= ЗАДАЧА =
Переведите весь список ниже в CSV с двумя столбцами, «запрос» и «ответ». На каждый запрос должна приходиться одна строка, где его текст и ответ стоят каждый в своем поле в кавычках, а переносы строк заменены пробелами.

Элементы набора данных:
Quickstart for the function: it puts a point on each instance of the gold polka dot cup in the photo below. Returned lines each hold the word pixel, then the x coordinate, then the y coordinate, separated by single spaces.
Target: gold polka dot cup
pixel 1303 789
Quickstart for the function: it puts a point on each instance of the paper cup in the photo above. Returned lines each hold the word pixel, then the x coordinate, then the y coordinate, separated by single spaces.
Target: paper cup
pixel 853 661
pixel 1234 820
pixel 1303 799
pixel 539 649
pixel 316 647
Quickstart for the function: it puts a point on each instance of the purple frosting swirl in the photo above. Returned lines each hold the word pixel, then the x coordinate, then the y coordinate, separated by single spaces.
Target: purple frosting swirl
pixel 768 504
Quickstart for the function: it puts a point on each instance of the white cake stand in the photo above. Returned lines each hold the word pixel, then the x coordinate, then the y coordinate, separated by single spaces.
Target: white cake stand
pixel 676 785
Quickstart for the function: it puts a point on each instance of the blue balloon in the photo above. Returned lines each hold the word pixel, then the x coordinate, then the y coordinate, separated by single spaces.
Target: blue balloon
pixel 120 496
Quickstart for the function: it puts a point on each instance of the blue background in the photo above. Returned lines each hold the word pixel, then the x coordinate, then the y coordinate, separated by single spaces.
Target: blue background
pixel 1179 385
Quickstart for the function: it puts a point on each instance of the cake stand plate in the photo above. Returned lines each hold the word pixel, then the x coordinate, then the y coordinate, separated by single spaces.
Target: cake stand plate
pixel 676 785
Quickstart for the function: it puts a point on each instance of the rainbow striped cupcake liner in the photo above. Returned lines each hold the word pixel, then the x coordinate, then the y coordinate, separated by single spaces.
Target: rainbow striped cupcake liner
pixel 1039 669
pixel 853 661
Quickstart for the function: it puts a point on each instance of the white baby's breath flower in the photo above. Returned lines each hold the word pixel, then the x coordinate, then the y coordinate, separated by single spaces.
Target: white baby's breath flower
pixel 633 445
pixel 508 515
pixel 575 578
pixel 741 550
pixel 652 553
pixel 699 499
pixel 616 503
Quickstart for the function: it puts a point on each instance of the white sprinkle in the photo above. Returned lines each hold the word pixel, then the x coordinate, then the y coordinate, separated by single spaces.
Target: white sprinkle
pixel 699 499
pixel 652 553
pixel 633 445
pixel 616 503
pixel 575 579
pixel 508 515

= ПИСЬМЕННЫЙ ОТВЕТ =
запрос,ответ
"Quickstart for the function: it puts a point on each instance of the gold polka dot cup in the photo below. Returned lines each hold the word pixel, then the x coordinate, then the y coordinate, separated by single spaces. Target: gold polka dot cup","pixel 1303 789"
"Quickstart for the function: it puts a point on each instance of the paper cup in the photo above. Returned lines each hold the word pixel, then the x coordinate, then the y coordinate, separated by single spaces. Target: paper cup","pixel 853 661 pixel 1234 820 pixel 1303 799 pixel 539 649 pixel 316 647"
"Quickstart for the function: it puts a point on each instance of the purple frosting swirl in the photo above. Returned lines each hold the word pixel, then the x coordinate, then the y coordinate, separated by single spaces. Target: purple frosting swirl","pixel 768 504"
"Quickstart for the function: it puts a point on each instance of the white cake stand in the photo above. Returned lines each hold the word pixel, then the x coordinate, then the y coordinate, separated by single spaces. Target: white cake stand","pixel 676 785"
"Quickstart for the function: it puts a point on each instance of the blue balloon in the photo above. Returned lines each hold the word pixel, then the x coordinate, then the y coordinate, separated by single spaces. Target: blue balloon","pixel 120 496"
"Quickstart for the function: it puts a point on each instance of the blue background in the photo above. Returned lines each hold the word pixel, then the x coordinate, then the y coordinate, separated by single spaces. Target: blue background","pixel 1179 385"
"Quickstart for the function: it puts a point on each instance of the cake stand plate in the photo above. Returned lines each hold the word pixel, then the x coordinate, then the y coordinate, separated by single spaces. Target: cake stand plate","pixel 676 785"
"Quickstart for the function: it puts a point on each instance of the rainbow striped cupcake liner in the photo above. Returned lines each hold the word pixel, then the x coordinate, then the y coordinate, separated by single spaces. Target: rainbow striped cupcake liner","pixel 1039 669 pixel 853 661"
"Quickstart for the function: it puts a point on each instance of the white baby's breath flower in the photo above. Returned lines each hold the word pixel, then the x coordinate, then the y coordinate, separated by single spaces. Target: white baby's breath flower","pixel 633 445 pixel 508 515 pixel 575 578 pixel 741 550 pixel 652 553 pixel 699 499 pixel 616 503"
"Quickstart for the function: it puts a point on each instance of the white sprinkle in the photo above. Returned lines each hold the word pixel, then the x coordinate, then the y coordinate, separated by single spaces. Target: white sprinkle","pixel 699 499 pixel 652 553 pixel 633 445 pixel 616 503 pixel 575 579 pixel 508 515"